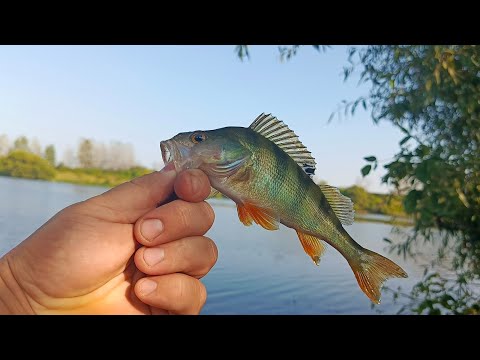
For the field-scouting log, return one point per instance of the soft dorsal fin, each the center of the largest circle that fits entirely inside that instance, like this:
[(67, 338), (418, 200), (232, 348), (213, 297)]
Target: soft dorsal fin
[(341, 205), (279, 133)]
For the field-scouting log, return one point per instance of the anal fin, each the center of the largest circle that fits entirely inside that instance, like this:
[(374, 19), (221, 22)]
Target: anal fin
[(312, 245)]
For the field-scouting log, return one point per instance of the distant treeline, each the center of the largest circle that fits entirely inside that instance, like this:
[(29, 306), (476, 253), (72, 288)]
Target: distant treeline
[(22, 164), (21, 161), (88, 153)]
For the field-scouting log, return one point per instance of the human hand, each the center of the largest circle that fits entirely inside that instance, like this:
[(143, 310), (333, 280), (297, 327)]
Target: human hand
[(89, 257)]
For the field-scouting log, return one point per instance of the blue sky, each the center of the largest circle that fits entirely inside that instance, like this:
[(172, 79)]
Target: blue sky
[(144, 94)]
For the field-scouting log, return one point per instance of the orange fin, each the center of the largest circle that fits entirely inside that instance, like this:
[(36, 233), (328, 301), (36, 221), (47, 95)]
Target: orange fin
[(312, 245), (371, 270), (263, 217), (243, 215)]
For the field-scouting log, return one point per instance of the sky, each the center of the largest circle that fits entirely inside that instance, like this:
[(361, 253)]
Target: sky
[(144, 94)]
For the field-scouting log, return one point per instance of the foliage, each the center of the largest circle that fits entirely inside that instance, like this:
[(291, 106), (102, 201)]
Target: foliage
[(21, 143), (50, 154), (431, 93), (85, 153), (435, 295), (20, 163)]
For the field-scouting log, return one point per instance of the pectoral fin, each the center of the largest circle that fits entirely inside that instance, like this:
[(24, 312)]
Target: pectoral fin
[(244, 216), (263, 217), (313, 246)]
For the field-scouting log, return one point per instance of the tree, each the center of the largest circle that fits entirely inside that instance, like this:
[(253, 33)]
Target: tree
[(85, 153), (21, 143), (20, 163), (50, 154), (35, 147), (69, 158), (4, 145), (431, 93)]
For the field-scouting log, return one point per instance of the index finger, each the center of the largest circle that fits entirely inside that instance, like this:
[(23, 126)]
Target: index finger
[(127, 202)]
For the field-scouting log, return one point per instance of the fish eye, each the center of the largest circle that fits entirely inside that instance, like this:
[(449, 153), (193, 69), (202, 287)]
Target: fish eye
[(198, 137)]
━━━━━━━━━━━━━━━━
All the records above must be retyped exactly, except for their pictures.

For the field-scouting log, return one point per instance of the soft dorsal fin, each the center of the largest circle that fits entirely inside that instance, like this:
[(67, 338), (418, 200), (232, 348), (213, 297)]
Target: soft dorsal fin
[(341, 205), (279, 133)]
For the field-scouting log, return one point per instance of the anal fin, each the center of the largest circle that fits entirely inside that instance, like this:
[(374, 19), (221, 22)]
Target: anal fin
[(312, 245)]
For the field-scouting log, return one point per instance of the distant treeline, each the center of the largest circle that fits entirely inside that instance, like this:
[(29, 306), (476, 253), (72, 288)]
Target: distant treeline
[(22, 164), (21, 161), (88, 153)]
For the field-scouting log, return one point per instance of the human hand, each the center of the largest circle that fits entirely inside that instance, like this:
[(143, 310), (333, 280), (297, 327)]
Target: human hand
[(89, 257)]
For the field-scouting log, return one point per instance of the blue sky, each the center of the largest circle that fits entirely inside that instance, like this:
[(172, 79)]
Target: blue sky
[(144, 94)]
For the field-scouting log, return one point per instance of the orange fin, each the center of the largest circle that fits entirely inside that instance, like this:
[(36, 233), (328, 301), (36, 221), (47, 95)]
Target: orange fin
[(312, 245), (371, 270), (263, 217), (243, 215)]
For the field-scouting log, return one point per instance of the sky, each the center of the largest circle that fits entirely inside that instance, like this:
[(361, 253)]
Target: sky
[(144, 94)]
For the field-scouting log, return one point per instance of the foliage, each the center of the largest circle that fits entirely inside that instance, like this:
[(291, 106), (102, 201)]
Target: foliage
[(21, 143), (50, 154), (431, 93), (85, 153), (435, 295), (20, 163)]
For the field-scouting log, return one point per instance of the pectoral fin, each the center of the largest circle that fits entirely inside that instance, like this:
[(24, 312)]
Target: pectoral fin
[(244, 216), (263, 217), (313, 246)]
For the field-scouting log, return one point per instance of the tree, each the center of the largest circle that fits entirely inside that instance, like this:
[(253, 33)]
Target: tree
[(85, 153), (21, 143), (20, 163), (50, 154), (35, 147), (69, 158), (4, 145), (431, 93)]
For the field-scouting log, return one point per instance of the index finger, each the center of the largest circle that fits entirely inside that instance, like this:
[(23, 126)]
Target: index finger
[(127, 202)]
For the field-scouting log, return one point per instance of the fish eye, each the center of the largest circle that fits entirely inside that instance, like this:
[(449, 153), (193, 69), (202, 287)]
Target: fish eye
[(198, 137)]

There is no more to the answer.